▶ **Excerpted passage**:
* * *
# Fly reel resistance when reeling..???



## Salty_South (Feb 25, 2009)

I now have 2 fly reels (lamson radius, and vosseler S1) that are hard to reel when the drag is set tight. If the drag is loosened up, they are easy to crank. But if the drag is locked down, so is the rest.. 

Anyone experienced this? Is it a bearing or something?


Thanks,
Kai


----------



## DSampiero (Oct 18, 2009)

I don't own nor have taken apart either of those, but it really sounds as if you've spooled them backwards :-?. Regardless of drag setting the reel should turn freely in the retrieve direction. Bring 'em to your local fly shop and have them take a look.
Good Luck!


----------



## Yoreese (Oct 15, 2009)

I agree sounds like it's spooled backwards.


----------



## robbiewall (Jun 3, 2010)

my ross aririus has two small tabs in the housing that set the direction of the drag when switching retrieval direction. I once got one tab set in the wrong direction (one to R and one to L) just in fumbling swithcing out spools, which resulted in drag being applied in both directions. Not sure how those models switch for different retrieving directions but look to that area of the reel for possible issues-


----------



## Salty_South (Feb 25, 2009)

Well, they definitely aren't spooled backwards... I will go ahead and take them apart and see what in the world is going on in there. Maybe the tabs are switched somehow.

Thanks


----------



## DarkstarCrashes (Nov 29, 2009)

I have an older Lamson Velocity that had the same problem. I just sent it in, it's honestly probably from using it in salt so much and never really washing it out. It has been a hell of a beater reel I must say.


----------



## Canoeman (Jul 23, 2008)
* * *
▶ **Data section**:
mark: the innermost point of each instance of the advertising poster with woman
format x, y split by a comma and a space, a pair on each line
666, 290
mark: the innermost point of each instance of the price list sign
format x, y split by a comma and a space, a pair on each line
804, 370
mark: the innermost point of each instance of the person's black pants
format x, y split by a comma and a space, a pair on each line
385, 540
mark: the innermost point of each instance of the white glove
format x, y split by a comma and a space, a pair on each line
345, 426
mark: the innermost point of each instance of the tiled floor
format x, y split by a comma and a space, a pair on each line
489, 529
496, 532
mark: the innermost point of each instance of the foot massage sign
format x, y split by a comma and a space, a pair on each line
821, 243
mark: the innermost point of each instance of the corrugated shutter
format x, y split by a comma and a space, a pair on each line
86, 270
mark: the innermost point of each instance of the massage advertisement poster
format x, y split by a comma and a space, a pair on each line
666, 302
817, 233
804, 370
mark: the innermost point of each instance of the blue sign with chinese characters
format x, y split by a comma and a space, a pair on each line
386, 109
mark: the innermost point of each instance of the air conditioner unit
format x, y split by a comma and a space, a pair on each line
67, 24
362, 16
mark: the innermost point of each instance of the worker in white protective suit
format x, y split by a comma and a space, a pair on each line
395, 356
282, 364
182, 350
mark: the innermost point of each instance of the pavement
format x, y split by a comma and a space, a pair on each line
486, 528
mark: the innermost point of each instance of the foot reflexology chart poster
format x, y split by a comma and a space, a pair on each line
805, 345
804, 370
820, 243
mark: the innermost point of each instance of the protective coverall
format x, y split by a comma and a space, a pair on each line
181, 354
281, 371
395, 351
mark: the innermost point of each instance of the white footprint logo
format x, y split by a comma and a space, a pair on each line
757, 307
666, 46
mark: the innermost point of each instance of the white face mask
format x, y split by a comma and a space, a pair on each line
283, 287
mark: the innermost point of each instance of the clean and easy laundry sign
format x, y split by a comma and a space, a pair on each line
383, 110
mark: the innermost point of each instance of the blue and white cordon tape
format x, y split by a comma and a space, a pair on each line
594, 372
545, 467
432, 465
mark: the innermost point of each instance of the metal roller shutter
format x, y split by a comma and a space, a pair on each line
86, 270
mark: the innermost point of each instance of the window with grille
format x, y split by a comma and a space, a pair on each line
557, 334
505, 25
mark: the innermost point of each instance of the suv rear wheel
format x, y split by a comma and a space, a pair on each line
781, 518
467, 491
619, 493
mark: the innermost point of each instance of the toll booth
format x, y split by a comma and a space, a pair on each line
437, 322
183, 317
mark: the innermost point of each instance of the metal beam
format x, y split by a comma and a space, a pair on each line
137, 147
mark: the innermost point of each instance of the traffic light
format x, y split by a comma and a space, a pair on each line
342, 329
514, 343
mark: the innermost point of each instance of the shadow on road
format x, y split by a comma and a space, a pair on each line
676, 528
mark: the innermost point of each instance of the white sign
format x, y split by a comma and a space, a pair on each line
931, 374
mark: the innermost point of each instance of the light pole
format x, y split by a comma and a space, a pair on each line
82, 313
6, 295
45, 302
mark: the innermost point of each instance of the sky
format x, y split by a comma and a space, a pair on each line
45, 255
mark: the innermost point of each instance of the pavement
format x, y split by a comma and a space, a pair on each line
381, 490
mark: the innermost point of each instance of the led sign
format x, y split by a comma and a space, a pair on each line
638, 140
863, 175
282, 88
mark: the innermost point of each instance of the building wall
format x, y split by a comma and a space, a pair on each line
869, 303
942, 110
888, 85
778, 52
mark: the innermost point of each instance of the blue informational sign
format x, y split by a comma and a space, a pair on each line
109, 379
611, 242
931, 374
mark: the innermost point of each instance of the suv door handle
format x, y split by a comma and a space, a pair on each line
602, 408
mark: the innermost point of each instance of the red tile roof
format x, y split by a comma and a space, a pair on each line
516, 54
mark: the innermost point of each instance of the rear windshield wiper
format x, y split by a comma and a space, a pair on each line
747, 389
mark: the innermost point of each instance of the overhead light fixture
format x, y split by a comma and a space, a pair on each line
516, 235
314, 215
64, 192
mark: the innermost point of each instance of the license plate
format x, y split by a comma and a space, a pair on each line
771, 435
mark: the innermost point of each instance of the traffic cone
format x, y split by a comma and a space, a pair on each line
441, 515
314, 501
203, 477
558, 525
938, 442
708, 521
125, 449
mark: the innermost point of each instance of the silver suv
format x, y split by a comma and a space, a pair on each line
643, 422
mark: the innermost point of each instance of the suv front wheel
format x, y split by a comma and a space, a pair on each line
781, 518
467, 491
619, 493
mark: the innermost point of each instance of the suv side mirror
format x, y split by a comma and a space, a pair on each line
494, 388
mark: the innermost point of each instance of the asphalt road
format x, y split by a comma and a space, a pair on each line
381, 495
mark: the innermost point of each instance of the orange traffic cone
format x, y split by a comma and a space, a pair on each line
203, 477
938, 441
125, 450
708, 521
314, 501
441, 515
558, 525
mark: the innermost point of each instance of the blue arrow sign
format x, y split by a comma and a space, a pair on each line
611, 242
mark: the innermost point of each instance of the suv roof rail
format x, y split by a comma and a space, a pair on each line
* * *
▶ **Task prompt**: Reproduce the passage of the fly reel forum thread between "Anyone experienced this?" and "take a look.", inclusive.

▶ **Result of this task**:
Anyone experienced this? Is it a bearing or something?


Thanks,
Kai


----------



## DSampiero (Oct 18, 2009)

I don't own nor have taken apart either of those, but it really sounds as if you've spooled them backwards :-?. Regardless of drag setting the reel should turn freely in the retrieve direction. Bring 'em to your local fly shop and have them take a look.